Aim: Write out only the lines from the line that holds "Habitat-count request: mark the sunset" to the end of the listing below, inclusive, with the pictures omitted.

[Object pointing dataset rows]
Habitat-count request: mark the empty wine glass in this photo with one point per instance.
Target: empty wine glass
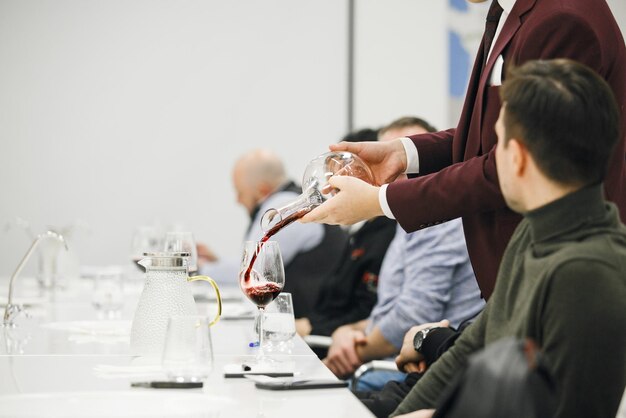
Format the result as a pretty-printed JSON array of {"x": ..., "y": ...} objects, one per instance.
[
  {"x": 261, "y": 278},
  {"x": 183, "y": 242},
  {"x": 279, "y": 326},
  {"x": 188, "y": 351},
  {"x": 146, "y": 239}
]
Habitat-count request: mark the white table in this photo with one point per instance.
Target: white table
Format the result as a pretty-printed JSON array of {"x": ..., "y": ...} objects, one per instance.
[{"x": 48, "y": 368}]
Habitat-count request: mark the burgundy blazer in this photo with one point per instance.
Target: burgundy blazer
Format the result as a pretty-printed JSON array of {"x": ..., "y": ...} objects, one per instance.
[{"x": 458, "y": 175}]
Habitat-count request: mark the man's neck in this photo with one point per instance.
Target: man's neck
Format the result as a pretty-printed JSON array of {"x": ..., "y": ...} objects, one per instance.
[{"x": 544, "y": 192}]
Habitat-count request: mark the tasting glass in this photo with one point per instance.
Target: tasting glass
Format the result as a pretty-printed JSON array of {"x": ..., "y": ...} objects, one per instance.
[
  {"x": 146, "y": 239},
  {"x": 108, "y": 292},
  {"x": 183, "y": 242},
  {"x": 279, "y": 326},
  {"x": 261, "y": 278},
  {"x": 188, "y": 351}
]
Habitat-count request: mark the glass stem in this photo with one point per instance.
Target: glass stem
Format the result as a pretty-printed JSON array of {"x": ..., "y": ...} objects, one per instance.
[{"x": 261, "y": 346}]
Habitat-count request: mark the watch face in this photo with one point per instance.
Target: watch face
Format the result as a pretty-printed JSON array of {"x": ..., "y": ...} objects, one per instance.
[{"x": 419, "y": 339}]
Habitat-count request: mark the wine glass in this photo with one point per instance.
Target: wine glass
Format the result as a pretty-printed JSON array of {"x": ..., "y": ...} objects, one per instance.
[
  {"x": 146, "y": 239},
  {"x": 261, "y": 278},
  {"x": 183, "y": 242}
]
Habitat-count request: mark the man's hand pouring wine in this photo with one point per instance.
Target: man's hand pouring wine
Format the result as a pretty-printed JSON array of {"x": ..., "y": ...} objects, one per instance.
[
  {"x": 387, "y": 160},
  {"x": 356, "y": 201}
]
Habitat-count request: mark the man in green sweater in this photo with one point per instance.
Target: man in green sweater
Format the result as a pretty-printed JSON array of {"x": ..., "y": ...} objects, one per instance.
[{"x": 562, "y": 280}]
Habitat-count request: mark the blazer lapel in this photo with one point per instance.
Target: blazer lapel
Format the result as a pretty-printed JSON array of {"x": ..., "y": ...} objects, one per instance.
[{"x": 512, "y": 24}]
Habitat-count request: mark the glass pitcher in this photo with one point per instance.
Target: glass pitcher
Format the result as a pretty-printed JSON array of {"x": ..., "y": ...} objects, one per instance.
[
  {"x": 315, "y": 187},
  {"x": 165, "y": 294}
]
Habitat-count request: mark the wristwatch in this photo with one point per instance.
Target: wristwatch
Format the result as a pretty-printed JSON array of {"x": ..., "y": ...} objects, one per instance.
[{"x": 419, "y": 338}]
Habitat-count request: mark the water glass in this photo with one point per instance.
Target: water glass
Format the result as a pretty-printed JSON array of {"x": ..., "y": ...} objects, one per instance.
[
  {"x": 188, "y": 351},
  {"x": 108, "y": 292},
  {"x": 279, "y": 326}
]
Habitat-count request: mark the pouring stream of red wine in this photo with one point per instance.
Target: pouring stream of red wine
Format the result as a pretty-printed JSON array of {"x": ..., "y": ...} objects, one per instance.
[{"x": 280, "y": 225}]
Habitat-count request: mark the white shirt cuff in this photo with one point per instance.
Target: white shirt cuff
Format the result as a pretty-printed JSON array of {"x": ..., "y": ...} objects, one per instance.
[
  {"x": 412, "y": 158},
  {"x": 382, "y": 200}
]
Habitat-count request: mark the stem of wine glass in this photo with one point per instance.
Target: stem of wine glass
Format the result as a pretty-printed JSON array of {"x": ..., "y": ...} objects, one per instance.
[{"x": 261, "y": 354}]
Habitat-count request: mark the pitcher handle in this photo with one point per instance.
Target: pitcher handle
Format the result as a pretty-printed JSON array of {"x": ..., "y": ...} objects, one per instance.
[{"x": 217, "y": 293}]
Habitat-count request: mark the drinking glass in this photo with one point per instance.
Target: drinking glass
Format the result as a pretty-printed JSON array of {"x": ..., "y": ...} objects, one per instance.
[
  {"x": 188, "y": 351},
  {"x": 261, "y": 278},
  {"x": 108, "y": 292},
  {"x": 146, "y": 239},
  {"x": 183, "y": 242},
  {"x": 280, "y": 326}
]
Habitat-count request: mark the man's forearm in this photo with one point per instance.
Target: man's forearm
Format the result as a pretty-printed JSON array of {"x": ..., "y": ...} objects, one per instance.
[{"x": 377, "y": 347}]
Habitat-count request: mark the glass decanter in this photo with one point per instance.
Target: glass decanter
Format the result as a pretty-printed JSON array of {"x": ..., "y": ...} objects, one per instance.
[{"x": 315, "y": 188}]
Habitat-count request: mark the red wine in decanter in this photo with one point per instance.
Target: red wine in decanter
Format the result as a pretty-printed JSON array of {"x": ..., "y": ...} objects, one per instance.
[{"x": 280, "y": 225}]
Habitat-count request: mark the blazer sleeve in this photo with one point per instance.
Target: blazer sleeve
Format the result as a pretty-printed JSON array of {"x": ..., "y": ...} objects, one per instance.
[
  {"x": 471, "y": 186},
  {"x": 437, "y": 149}
]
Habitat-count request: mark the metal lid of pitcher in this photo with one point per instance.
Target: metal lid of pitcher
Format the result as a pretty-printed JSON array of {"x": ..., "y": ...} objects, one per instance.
[{"x": 164, "y": 259}]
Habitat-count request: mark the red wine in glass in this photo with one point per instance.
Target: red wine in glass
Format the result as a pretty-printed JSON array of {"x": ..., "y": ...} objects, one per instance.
[{"x": 263, "y": 293}]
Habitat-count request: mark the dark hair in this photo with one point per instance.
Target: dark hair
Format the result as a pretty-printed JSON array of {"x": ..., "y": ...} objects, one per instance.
[
  {"x": 565, "y": 115},
  {"x": 408, "y": 121},
  {"x": 362, "y": 135}
]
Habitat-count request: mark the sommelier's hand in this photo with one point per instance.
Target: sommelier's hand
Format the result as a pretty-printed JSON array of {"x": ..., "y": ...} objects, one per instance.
[
  {"x": 356, "y": 201},
  {"x": 387, "y": 160}
]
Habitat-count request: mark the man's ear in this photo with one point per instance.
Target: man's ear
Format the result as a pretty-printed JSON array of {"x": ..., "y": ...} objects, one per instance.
[
  {"x": 264, "y": 189},
  {"x": 518, "y": 157}
]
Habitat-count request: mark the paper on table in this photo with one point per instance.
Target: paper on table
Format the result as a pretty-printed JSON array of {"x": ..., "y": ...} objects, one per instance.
[
  {"x": 107, "y": 371},
  {"x": 108, "y": 328}
]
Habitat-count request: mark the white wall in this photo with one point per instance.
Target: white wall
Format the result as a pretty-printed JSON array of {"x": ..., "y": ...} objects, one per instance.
[
  {"x": 401, "y": 61},
  {"x": 124, "y": 112}
]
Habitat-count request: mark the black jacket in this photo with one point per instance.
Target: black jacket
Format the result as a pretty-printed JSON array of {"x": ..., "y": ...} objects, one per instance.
[{"x": 349, "y": 293}]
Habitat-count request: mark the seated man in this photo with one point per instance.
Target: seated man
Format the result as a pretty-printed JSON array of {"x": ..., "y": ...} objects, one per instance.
[
  {"x": 426, "y": 276},
  {"x": 309, "y": 251},
  {"x": 349, "y": 293},
  {"x": 561, "y": 281}
]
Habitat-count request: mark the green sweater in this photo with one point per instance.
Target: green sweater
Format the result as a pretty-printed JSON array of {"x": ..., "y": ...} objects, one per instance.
[{"x": 562, "y": 282}]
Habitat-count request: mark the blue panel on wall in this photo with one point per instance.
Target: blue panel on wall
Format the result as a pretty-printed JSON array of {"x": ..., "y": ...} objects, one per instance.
[
  {"x": 459, "y": 65},
  {"x": 459, "y": 5}
]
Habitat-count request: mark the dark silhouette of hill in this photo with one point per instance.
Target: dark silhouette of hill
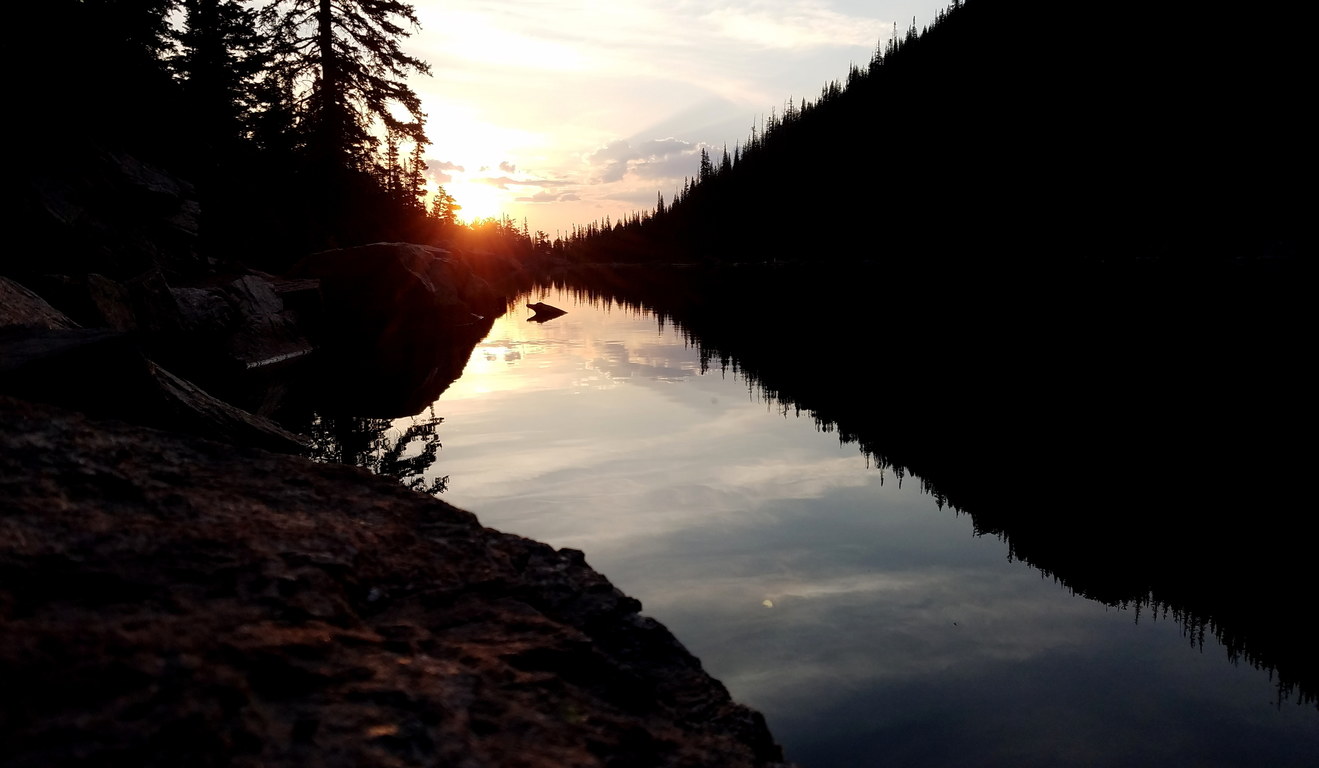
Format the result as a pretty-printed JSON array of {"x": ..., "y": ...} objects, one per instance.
[
  {"x": 1018, "y": 131},
  {"x": 1140, "y": 458}
]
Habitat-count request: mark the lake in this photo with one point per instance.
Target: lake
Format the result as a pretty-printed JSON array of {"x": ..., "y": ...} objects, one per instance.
[{"x": 871, "y": 624}]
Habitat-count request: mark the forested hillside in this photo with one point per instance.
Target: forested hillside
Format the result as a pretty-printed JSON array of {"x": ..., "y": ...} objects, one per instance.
[
  {"x": 1016, "y": 131},
  {"x": 292, "y": 123}
]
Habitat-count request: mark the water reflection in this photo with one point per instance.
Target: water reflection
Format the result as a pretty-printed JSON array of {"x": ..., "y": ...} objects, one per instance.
[
  {"x": 404, "y": 449},
  {"x": 871, "y": 624}
]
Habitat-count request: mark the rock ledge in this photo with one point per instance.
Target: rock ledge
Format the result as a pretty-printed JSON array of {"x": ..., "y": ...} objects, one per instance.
[{"x": 169, "y": 601}]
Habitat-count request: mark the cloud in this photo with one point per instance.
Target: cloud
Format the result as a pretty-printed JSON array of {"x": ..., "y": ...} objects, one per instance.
[
  {"x": 652, "y": 159},
  {"x": 437, "y": 170},
  {"x": 504, "y": 181},
  {"x": 550, "y": 197}
]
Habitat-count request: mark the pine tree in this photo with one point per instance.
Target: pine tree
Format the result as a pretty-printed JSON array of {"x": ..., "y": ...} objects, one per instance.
[{"x": 348, "y": 54}]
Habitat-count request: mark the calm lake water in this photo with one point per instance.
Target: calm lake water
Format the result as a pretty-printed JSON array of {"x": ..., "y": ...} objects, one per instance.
[{"x": 868, "y": 624}]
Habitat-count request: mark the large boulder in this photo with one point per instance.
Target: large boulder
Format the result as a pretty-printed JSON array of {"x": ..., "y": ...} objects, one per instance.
[
  {"x": 168, "y": 601},
  {"x": 400, "y": 321}
]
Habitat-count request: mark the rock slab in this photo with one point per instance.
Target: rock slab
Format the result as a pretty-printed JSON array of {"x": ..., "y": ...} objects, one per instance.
[{"x": 169, "y": 601}]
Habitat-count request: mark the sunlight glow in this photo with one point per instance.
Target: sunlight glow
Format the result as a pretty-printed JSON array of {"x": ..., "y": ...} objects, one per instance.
[{"x": 479, "y": 201}]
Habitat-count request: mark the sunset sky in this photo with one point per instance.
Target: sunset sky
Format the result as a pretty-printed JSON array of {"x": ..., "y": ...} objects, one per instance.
[{"x": 562, "y": 112}]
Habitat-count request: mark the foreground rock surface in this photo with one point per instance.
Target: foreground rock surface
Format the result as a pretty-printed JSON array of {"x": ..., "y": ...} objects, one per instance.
[{"x": 168, "y": 601}]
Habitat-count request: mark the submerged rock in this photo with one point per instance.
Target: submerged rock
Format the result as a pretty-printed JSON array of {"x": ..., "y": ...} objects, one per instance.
[{"x": 169, "y": 601}]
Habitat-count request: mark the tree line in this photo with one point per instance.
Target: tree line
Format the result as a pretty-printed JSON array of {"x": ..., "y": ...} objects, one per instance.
[
  {"x": 1012, "y": 131},
  {"x": 293, "y": 118}
]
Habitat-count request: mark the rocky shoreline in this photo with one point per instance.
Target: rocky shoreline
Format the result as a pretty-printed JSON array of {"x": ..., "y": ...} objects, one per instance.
[{"x": 172, "y": 601}]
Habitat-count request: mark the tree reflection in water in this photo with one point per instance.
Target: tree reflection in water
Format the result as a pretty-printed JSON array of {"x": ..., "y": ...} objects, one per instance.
[{"x": 383, "y": 445}]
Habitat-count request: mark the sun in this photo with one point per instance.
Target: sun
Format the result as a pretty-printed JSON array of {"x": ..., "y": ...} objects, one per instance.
[{"x": 479, "y": 201}]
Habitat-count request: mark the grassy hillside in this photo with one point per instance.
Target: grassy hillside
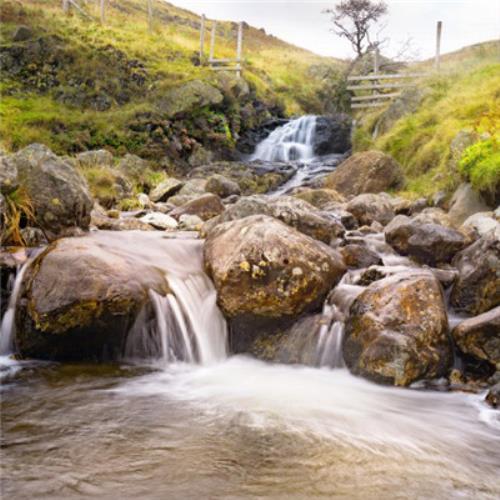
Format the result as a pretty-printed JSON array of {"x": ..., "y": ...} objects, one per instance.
[
  {"x": 449, "y": 111},
  {"x": 77, "y": 84}
]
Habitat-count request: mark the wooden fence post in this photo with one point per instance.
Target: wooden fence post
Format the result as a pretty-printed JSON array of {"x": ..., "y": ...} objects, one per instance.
[
  {"x": 103, "y": 11},
  {"x": 150, "y": 16},
  {"x": 212, "y": 40},
  {"x": 238, "y": 48},
  {"x": 437, "y": 62},
  {"x": 202, "y": 38}
]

Result of this exercise:
Habitat-count request: mark the sunset sky in this photo with one point per instance.
Target: sunset sky
Format the result as a pretty-printed JSON array of {"x": ..., "y": ...} objects, one per instance.
[{"x": 562, "y": 112}]
Habitat-count request: mark the foreground rock surface in this photo with one point per instance.
Target: foreground rock surface
Format the result as a pretty-printed JSON array of {"x": ..., "y": ...} objects, one per instance.
[{"x": 168, "y": 601}]
Habitat-count request: mark the submerged rock in this photo with one point per instance.
Target: submerged rock
Format the result as a pretty-printed JSON array of {"x": ..., "y": ...} objects, one per instance.
[{"x": 169, "y": 601}]
Habitat-count request: mark the tree line in this photo with one point per instance.
Target: tree line
Format the result as a pretty-printed JSON array of {"x": ..., "y": ...} objects, one per instance.
[
  {"x": 1012, "y": 131},
  {"x": 293, "y": 118}
]
Habitat-count request: mark the rocky shoreline in this photo with one point per instance.
Target: rocky shoreline
Format the result as a pretty-printed JSON array of {"x": ..., "y": ...} objects, one per instance.
[{"x": 172, "y": 601}]
Habitat-count request: mark the tree reflection in water in this photo with one point per instance.
Target: tree reflection in water
Format the result as a pretty-printed JSON array of {"x": ..., "y": ...} objects, one per instance.
[{"x": 383, "y": 445}]
Habitat-count request: mark the sun in this photo with one point per instance.
Target: sun
Format the result as a pretty-printed JSON array of {"x": ..., "y": ...} objects, one per instance.
[{"x": 479, "y": 201}]
Habitat-count request: mark the grassy hillside in this photo with one point per instance.
Target: grassy hillside
Format the result as a pretty-printed JSON array of {"x": ..., "y": ...} objects, one per instance.
[
  {"x": 449, "y": 111},
  {"x": 77, "y": 84}
]
Habitat-count request: mark the wooden fence post in this photo with one point per instance.
Target: wooden fence post
Format the result as a pretty-printed JSON array of {"x": ..., "y": ...} objects, one per instance.
[
  {"x": 103, "y": 11},
  {"x": 150, "y": 16},
  {"x": 212, "y": 40},
  {"x": 238, "y": 48},
  {"x": 437, "y": 62},
  {"x": 202, "y": 38}
]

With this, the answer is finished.